::: Input for this task :::

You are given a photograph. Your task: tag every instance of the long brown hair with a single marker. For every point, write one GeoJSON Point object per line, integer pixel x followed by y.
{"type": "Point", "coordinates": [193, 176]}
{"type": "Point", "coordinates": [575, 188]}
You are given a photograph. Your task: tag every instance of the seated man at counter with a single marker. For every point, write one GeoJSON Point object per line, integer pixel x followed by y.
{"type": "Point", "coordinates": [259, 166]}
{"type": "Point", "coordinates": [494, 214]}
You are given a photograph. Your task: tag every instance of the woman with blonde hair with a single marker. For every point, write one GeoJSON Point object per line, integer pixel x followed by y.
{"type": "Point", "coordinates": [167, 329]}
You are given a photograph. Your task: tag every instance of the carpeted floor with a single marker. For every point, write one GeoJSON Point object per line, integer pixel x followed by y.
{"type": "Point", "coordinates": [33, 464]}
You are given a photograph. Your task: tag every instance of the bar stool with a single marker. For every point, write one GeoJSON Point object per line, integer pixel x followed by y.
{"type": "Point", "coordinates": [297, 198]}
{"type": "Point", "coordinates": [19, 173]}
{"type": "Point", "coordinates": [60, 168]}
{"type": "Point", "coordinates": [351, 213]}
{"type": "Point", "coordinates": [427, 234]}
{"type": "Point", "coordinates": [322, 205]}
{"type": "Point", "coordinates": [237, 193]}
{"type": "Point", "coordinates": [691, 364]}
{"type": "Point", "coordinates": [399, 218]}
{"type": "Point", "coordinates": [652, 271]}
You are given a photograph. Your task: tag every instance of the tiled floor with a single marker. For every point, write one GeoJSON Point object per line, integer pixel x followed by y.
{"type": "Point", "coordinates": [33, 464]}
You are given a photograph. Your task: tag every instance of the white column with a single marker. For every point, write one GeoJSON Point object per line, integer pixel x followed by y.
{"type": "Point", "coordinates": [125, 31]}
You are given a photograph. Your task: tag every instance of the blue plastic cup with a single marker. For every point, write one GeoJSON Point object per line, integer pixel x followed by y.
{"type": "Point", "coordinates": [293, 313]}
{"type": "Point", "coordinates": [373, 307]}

:::

| Your objective |
Rewrite all of the data above, substituting "mark each instance" for every occurrence of "tag every instance" and leaving everything else unchanged.

| Exercise response |
You are given a photograph. Your task: mark each instance of the long brown hair with a single marker. For every point, write one GeoJSON Point object per line, integer pixel x followed by y.
{"type": "Point", "coordinates": [193, 176]}
{"type": "Point", "coordinates": [575, 188]}
You are given a photograph. Your task: mark each instance of the seated man at counter with a single marker. For every point, write one GeoJSON Point object per line, integer pixel x followed by y.
{"type": "Point", "coordinates": [259, 166]}
{"type": "Point", "coordinates": [494, 214]}
You are given a photograph. Your task: mark each instance of the woman with blonde hair with a single marker. For every point, write one GeoJSON Point object per line, integer pixel x followed by y.
{"type": "Point", "coordinates": [167, 329]}
You are given a photograph. Your task: mark each instance of the carpeted floor with a single marker. For every point, write one GeoJSON Point object per line, integer pixel x followed by y.
{"type": "Point", "coordinates": [33, 464]}
You are given a photograph. Your task: mark each instance of the bar stool with a single marker. For every point, write one GeoJSON Point object per line, integer pixel x followed by y.
{"type": "Point", "coordinates": [297, 198]}
{"type": "Point", "coordinates": [19, 173]}
{"type": "Point", "coordinates": [60, 168]}
{"type": "Point", "coordinates": [351, 213]}
{"type": "Point", "coordinates": [427, 234]}
{"type": "Point", "coordinates": [322, 205]}
{"type": "Point", "coordinates": [237, 193]}
{"type": "Point", "coordinates": [691, 364]}
{"type": "Point", "coordinates": [399, 218]}
{"type": "Point", "coordinates": [652, 271]}
You are given a photograph. Your task: mark each instance of the tiled floor with a single marker. For every point, write one GeoJSON Point object per line, integer pixel x followed by y.
{"type": "Point", "coordinates": [33, 464]}
You are given a photograph. Your task: mark each instance of the white column with a single marker. For every point, write one GeoJSON Point object per line, integer pixel x followed by y.
{"type": "Point", "coordinates": [125, 31]}
You are given a photograph. Your task: mark each instance of the blue plastic cup with a single marker. For every point, write one GeoJSON Point object per line, integer pixel x followed by y.
{"type": "Point", "coordinates": [293, 313]}
{"type": "Point", "coordinates": [373, 307]}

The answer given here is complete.